**THE PROBLEM**
Pull out every line in the records below that contains the word "light" and copy each of those lines in full.

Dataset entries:
┄┄┄┄┄┄┄┄┄┄

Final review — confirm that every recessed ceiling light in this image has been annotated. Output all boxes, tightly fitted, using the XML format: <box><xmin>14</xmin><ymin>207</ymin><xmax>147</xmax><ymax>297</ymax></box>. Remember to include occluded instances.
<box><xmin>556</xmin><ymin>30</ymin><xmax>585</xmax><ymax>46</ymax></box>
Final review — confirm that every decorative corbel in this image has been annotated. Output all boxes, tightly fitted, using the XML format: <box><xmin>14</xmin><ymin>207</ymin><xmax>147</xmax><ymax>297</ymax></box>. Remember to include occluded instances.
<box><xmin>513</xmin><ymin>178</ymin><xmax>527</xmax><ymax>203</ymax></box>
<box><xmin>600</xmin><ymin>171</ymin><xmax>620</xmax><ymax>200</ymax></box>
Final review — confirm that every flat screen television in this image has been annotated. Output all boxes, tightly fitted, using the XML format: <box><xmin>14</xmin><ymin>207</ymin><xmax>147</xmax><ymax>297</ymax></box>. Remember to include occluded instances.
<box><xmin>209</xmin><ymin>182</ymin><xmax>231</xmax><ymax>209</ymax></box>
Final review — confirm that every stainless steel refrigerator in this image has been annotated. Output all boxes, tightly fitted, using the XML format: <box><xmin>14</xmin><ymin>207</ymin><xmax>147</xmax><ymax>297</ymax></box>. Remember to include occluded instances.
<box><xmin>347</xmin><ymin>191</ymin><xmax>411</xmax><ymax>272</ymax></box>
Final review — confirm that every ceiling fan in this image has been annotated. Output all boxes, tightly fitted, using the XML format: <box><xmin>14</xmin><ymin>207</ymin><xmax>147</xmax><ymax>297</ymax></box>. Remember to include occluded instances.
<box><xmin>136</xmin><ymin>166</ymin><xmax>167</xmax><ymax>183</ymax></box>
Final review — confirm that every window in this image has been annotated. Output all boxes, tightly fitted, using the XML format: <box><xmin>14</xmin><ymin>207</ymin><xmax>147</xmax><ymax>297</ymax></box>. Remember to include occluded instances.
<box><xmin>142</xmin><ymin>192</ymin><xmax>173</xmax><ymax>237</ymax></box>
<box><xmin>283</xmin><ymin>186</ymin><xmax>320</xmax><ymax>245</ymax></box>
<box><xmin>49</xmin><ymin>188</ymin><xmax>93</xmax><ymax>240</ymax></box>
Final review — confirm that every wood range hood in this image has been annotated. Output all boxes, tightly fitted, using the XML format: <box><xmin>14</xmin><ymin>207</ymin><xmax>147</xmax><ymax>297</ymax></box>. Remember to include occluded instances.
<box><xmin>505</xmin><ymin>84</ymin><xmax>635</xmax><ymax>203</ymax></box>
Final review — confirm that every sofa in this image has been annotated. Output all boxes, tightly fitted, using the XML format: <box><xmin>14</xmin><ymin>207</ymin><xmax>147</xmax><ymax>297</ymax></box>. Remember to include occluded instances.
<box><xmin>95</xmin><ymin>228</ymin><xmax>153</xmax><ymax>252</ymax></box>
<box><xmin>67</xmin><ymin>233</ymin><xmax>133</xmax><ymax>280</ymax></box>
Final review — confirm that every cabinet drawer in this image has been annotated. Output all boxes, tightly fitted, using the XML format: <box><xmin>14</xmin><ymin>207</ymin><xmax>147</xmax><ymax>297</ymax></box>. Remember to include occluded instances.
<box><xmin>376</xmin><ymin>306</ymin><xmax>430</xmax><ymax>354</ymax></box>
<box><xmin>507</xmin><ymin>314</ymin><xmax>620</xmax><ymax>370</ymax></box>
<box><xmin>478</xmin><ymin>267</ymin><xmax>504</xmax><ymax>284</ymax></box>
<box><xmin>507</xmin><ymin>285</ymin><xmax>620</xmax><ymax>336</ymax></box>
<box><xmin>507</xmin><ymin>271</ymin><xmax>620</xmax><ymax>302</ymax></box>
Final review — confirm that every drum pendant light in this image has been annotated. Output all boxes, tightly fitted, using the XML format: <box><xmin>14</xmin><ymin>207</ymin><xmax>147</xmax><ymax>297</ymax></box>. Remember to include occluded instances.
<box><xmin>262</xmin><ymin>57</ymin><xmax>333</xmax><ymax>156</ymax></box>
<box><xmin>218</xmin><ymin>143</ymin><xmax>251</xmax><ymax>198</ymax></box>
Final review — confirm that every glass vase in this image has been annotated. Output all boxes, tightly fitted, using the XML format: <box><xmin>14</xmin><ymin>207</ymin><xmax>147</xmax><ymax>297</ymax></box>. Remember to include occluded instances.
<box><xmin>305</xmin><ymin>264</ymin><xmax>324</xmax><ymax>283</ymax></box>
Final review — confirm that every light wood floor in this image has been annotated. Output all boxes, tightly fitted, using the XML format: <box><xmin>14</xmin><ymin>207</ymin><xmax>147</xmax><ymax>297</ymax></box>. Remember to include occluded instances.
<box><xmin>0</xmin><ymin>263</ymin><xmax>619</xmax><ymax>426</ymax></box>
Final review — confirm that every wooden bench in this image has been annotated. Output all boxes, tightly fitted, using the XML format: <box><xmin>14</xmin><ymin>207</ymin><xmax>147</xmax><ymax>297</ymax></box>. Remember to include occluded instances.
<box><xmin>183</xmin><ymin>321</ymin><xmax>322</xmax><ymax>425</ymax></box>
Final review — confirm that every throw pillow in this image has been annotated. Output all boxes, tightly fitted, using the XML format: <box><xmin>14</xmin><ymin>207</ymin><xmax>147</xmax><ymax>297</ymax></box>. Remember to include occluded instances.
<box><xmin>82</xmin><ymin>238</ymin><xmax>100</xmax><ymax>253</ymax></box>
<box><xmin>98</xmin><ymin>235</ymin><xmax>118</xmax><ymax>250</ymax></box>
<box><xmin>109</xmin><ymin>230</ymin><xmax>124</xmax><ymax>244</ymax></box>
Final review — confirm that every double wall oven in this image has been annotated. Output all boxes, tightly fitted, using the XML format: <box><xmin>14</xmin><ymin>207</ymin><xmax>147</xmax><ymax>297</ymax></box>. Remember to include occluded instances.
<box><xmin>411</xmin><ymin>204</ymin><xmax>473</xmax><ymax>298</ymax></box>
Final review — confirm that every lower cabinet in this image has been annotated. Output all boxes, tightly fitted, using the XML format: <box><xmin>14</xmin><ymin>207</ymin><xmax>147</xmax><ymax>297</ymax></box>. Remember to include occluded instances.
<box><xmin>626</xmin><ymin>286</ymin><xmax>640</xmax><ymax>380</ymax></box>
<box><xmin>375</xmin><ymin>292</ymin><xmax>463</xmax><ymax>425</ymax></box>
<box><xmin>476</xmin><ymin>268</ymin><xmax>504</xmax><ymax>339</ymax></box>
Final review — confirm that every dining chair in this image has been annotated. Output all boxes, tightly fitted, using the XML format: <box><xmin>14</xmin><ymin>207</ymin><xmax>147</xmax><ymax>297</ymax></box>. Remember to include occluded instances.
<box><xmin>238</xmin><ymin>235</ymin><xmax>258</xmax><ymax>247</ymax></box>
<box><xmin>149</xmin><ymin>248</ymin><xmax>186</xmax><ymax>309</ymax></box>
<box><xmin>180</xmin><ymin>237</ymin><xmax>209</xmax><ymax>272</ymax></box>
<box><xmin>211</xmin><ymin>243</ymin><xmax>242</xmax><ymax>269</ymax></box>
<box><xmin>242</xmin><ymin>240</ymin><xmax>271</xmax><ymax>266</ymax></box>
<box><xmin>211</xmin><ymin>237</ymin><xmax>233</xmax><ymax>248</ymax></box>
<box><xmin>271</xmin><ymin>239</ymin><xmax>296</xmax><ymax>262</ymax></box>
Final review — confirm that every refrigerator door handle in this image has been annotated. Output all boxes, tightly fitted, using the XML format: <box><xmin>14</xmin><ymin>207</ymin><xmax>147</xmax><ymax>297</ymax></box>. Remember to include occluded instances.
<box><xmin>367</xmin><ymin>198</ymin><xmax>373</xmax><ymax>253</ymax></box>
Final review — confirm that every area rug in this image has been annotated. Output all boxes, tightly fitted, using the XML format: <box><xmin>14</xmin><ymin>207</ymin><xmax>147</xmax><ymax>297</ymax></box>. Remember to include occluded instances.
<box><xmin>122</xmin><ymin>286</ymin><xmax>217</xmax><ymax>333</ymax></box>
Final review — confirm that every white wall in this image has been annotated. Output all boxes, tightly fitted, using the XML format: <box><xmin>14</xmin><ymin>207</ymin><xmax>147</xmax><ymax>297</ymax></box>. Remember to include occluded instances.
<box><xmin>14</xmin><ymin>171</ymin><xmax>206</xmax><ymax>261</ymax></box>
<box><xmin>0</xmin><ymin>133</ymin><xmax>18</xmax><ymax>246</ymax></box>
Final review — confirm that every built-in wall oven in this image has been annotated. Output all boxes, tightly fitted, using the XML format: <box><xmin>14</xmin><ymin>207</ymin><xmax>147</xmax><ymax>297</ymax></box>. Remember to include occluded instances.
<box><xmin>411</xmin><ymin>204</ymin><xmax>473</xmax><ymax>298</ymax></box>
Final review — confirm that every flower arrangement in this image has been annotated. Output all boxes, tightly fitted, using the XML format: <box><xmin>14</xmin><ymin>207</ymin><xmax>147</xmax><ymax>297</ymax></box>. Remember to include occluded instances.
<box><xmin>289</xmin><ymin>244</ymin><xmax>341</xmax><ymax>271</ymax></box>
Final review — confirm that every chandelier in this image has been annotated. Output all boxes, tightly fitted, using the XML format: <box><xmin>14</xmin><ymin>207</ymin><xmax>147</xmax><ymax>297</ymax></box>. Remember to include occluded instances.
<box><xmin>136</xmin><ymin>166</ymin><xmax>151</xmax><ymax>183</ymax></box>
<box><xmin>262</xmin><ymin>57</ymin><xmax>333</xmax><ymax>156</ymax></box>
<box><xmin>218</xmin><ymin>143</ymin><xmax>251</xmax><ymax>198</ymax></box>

┄┄┄┄┄┄┄┄┄┄

**SOLUTION**
Final review — confirm that every recessed ceiling light in this image has been annotated. Output all boxes, tightly fitted, using the XML format: <box><xmin>14</xmin><ymin>207</ymin><xmax>147</xmax><ymax>297</ymax></box>. Remember to include occluded instances.
Final review — confirm that every drum pendant light in this image has been annotated. Output all boxes, tightly fitted, using the XML format: <box><xmin>14</xmin><ymin>207</ymin><xmax>147</xmax><ymax>297</ymax></box>. Remember to include occluded instances.
Final review — confirm that every light wood floor in this image has been annotated. Output all boxes, tightly fitted, using the XML format: <box><xmin>14</xmin><ymin>207</ymin><xmax>147</xmax><ymax>297</ymax></box>. Remember to include occluded instances.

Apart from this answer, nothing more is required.